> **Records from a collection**
========

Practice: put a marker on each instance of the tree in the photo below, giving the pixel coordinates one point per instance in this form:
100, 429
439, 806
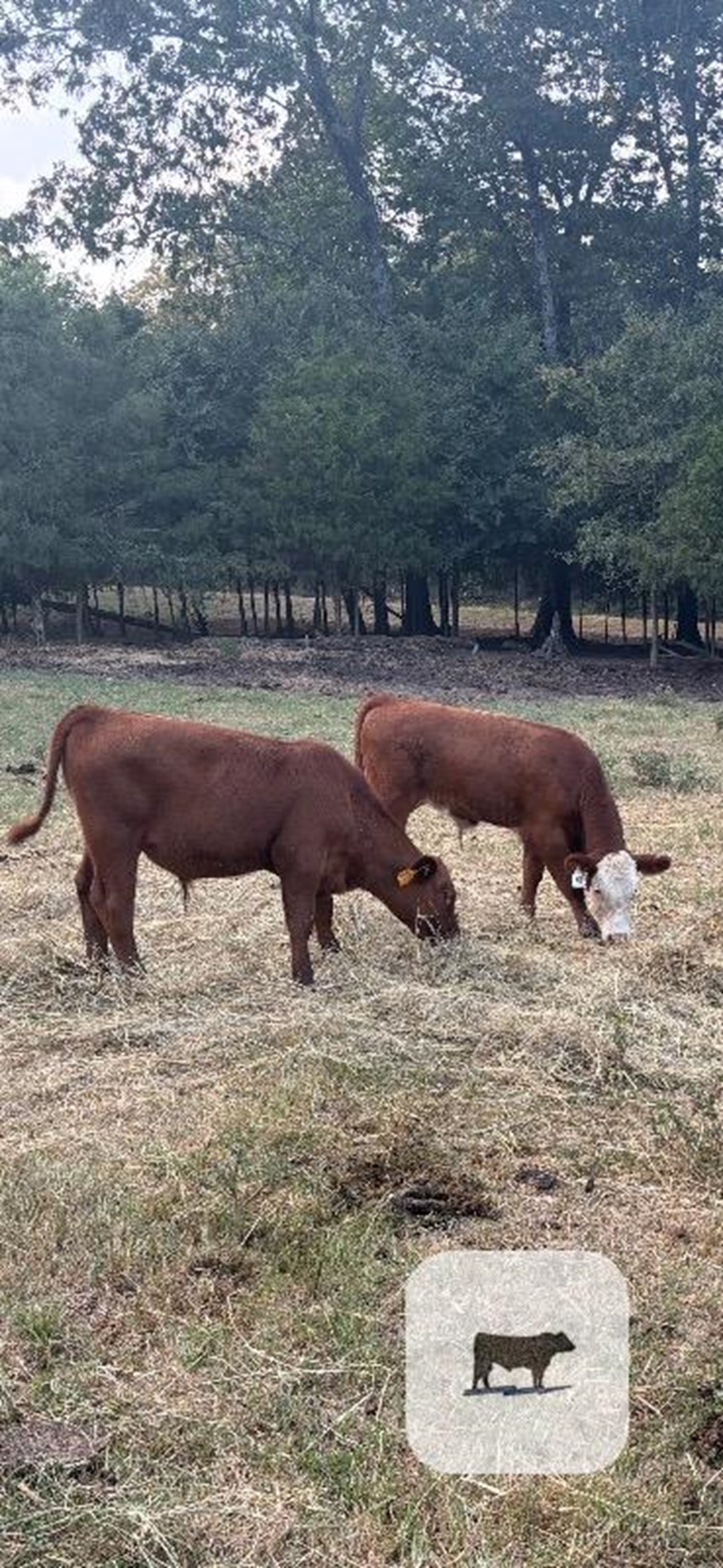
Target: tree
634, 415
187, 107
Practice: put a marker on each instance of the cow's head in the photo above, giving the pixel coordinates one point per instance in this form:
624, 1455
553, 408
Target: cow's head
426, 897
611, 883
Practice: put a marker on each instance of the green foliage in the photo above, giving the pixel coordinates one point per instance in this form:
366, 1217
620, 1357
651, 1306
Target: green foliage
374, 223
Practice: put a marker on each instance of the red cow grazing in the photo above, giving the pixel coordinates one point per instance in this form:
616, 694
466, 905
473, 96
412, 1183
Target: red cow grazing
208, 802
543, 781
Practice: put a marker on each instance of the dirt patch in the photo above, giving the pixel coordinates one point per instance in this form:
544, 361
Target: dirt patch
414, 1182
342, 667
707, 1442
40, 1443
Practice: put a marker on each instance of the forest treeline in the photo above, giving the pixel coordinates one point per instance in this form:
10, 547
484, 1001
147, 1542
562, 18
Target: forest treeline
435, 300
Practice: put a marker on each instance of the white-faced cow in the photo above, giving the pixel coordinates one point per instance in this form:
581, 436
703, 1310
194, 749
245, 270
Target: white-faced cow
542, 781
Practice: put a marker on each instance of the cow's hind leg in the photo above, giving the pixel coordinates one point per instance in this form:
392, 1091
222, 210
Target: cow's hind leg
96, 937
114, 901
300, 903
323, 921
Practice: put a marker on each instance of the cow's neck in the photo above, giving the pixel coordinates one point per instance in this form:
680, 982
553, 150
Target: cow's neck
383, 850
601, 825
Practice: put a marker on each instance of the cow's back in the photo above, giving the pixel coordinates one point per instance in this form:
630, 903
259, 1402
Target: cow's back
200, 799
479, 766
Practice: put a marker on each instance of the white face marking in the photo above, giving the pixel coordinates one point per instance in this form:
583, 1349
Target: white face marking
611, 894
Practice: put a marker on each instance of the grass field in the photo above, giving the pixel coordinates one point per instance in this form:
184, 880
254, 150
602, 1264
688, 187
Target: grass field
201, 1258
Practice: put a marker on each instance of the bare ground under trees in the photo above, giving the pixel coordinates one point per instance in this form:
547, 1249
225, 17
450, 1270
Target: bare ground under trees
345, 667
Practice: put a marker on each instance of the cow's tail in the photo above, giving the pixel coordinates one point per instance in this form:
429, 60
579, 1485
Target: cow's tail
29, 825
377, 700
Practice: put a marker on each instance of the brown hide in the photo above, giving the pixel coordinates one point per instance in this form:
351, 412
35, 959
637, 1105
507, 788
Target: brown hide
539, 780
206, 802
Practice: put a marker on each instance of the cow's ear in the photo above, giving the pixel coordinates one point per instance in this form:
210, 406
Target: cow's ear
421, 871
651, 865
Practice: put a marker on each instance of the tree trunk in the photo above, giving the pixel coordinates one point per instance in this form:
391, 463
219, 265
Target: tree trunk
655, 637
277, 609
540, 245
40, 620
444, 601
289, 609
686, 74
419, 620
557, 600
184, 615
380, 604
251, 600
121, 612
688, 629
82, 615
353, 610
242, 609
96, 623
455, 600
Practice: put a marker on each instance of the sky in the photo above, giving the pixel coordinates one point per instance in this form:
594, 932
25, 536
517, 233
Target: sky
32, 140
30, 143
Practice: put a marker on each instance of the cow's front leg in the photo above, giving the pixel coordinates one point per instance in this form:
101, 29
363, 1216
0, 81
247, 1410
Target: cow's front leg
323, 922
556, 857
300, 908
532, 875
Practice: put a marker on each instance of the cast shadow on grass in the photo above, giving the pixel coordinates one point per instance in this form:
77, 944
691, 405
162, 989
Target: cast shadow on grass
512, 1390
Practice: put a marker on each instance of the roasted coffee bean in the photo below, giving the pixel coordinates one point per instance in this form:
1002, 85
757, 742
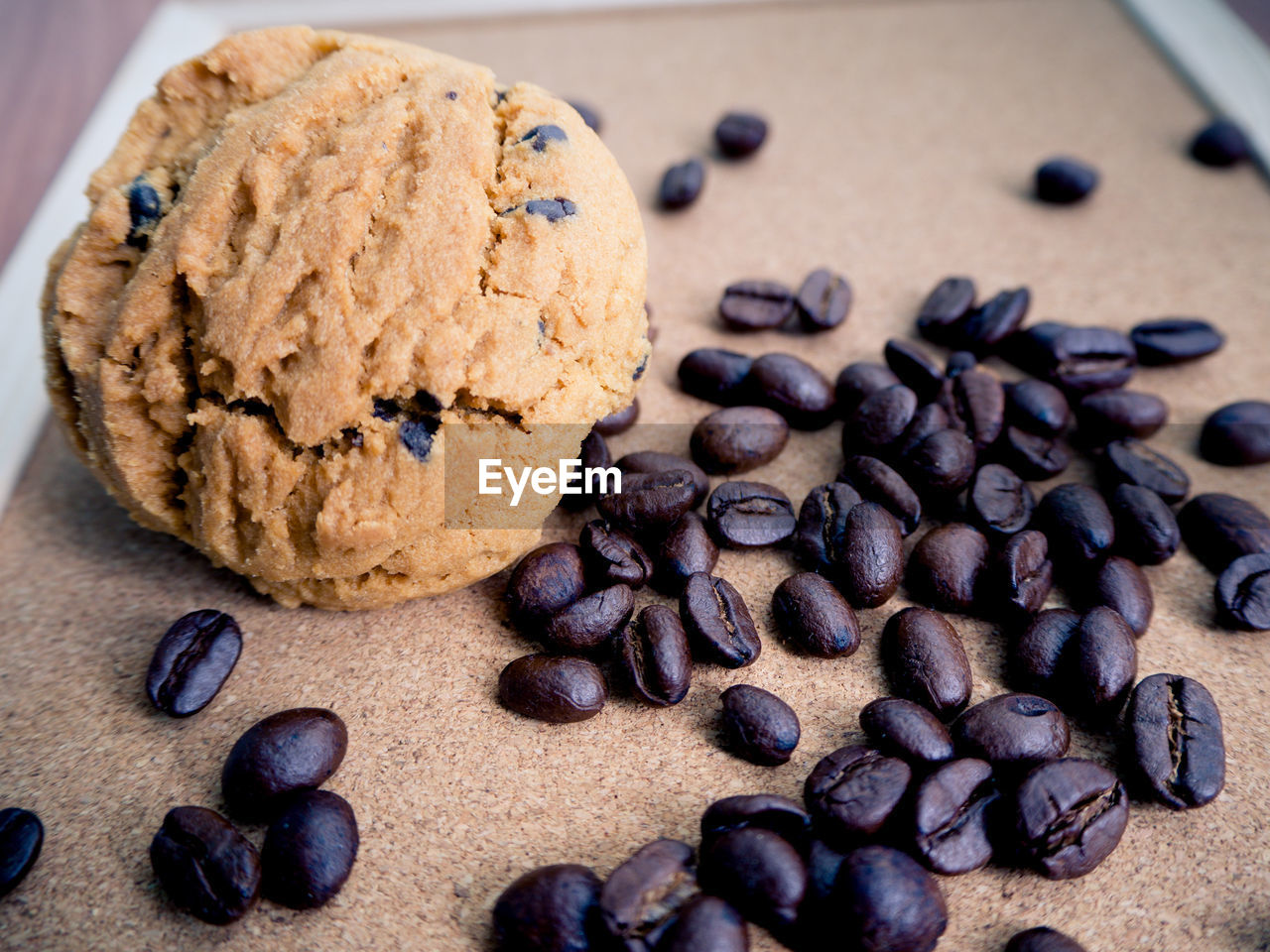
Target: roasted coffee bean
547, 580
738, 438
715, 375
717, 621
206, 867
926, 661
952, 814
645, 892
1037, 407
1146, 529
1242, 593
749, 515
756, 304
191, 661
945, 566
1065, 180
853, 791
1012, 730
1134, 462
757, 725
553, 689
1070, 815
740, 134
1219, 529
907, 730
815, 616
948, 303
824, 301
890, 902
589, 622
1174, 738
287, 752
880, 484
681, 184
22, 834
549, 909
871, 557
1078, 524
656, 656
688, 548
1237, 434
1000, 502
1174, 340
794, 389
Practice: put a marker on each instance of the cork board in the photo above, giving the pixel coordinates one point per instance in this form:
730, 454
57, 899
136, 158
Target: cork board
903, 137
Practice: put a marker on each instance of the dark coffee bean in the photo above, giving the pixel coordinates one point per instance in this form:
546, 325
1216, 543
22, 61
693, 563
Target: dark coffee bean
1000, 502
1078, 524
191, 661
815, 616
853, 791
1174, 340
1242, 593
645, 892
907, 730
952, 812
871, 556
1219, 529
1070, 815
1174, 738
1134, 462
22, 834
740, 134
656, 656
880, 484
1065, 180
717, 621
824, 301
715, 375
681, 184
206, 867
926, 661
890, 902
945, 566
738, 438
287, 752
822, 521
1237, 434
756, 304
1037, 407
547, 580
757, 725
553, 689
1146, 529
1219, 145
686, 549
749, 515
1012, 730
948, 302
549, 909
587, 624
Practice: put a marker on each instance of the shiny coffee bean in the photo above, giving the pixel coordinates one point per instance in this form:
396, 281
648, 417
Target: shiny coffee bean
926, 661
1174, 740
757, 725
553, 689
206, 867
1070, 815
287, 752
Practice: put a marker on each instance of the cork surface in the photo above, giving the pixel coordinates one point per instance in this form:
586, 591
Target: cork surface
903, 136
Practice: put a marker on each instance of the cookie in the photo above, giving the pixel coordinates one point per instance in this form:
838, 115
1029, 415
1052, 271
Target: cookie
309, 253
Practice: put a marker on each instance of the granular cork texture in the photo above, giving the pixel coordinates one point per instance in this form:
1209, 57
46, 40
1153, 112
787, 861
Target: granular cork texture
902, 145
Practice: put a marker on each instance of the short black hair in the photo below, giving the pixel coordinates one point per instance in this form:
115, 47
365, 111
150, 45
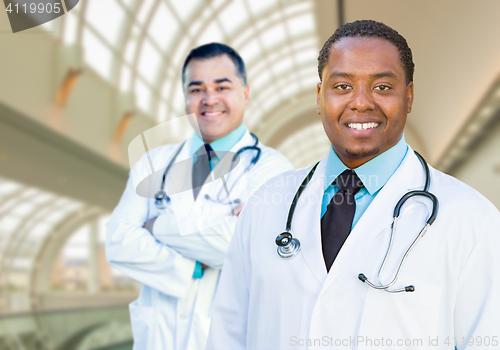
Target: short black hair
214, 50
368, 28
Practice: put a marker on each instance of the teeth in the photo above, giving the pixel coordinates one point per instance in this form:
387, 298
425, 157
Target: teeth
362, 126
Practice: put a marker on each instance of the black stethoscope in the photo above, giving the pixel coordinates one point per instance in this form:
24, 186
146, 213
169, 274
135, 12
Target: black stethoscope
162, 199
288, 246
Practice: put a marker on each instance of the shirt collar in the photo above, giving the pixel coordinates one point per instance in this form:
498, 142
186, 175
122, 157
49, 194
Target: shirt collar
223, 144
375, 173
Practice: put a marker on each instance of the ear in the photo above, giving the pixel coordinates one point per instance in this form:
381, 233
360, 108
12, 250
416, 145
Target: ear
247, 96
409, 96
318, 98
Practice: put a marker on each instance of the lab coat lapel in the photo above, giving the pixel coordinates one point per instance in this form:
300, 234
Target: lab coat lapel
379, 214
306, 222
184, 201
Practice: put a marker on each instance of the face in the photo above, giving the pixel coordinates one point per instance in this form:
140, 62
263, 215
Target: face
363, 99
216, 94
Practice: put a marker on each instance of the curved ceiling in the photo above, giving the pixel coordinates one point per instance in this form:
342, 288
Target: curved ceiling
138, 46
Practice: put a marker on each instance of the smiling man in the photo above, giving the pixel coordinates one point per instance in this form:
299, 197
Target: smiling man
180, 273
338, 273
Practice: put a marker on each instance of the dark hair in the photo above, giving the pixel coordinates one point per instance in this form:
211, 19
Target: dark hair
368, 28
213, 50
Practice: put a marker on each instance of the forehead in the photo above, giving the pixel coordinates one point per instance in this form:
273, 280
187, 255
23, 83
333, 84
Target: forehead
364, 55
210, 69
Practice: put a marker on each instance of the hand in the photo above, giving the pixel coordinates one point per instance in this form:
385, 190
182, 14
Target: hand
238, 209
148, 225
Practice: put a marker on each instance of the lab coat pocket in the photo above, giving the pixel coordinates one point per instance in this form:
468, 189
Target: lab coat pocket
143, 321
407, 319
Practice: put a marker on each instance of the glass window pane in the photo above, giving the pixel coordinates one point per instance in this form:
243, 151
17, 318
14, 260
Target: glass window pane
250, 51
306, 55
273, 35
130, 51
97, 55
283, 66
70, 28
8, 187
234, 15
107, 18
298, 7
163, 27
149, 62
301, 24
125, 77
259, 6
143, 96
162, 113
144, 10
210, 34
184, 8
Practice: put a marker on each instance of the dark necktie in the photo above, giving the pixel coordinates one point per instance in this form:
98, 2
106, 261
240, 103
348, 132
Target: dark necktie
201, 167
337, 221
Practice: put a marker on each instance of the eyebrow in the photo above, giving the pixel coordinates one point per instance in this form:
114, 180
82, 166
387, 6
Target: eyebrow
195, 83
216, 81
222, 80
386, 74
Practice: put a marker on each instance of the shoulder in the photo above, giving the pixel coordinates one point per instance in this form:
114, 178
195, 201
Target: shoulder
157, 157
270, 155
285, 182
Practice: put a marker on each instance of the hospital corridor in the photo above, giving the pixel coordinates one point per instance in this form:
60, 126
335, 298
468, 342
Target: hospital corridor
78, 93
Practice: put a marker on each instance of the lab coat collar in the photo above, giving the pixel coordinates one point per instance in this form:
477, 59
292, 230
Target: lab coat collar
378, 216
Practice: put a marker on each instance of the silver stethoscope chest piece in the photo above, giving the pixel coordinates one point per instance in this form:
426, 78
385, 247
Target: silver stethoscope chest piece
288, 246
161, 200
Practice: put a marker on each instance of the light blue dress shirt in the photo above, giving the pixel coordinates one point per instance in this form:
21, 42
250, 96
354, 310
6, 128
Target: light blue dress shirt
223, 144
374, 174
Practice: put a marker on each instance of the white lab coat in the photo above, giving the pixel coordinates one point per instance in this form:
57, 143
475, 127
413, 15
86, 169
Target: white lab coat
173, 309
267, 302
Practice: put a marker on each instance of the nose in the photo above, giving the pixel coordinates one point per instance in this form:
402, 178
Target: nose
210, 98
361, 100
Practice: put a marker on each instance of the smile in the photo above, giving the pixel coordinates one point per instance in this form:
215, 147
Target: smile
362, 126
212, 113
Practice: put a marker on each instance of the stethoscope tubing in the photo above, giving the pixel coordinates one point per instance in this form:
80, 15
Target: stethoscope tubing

========

> **EXERCISE BRIEF**
Write out again, unchanged, every line from the line containing "Practice: put a marker on each instance of the light" to the final line of the material above.

> **THE OUTPUT**
Practice: put a marker on each instance of the light blue dress shirt in the photo above, giving the pixel coordinates one point per instance in this form:
21, 42
250, 96
354, 310
6, 128
Target: light blue dress shirt
223, 144
374, 174
Practice: put a marker on each instance of the white lab coat in the photo above, giving the pixel coordinates one point per instance in this form:
57, 143
475, 127
413, 15
86, 169
Target: white lab coat
173, 309
267, 302
Practice: put a marker on each instance of the nose in the photo above, giving the pixel coordinates one point per instance in this form:
402, 178
Target: nose
210, 98
361, 100
Practice: put a marker on each instance of the smile in the photo above, giving the pixel coordinates one point per instance in this form:
215, 147
Target: smile
362, 126
212, 113
Practice: put a marker on each instance of the stethoscope tubing in the photo above, giving the pixel coordinates one point per instance in this form:
80, 15
Target: stethoscope tubing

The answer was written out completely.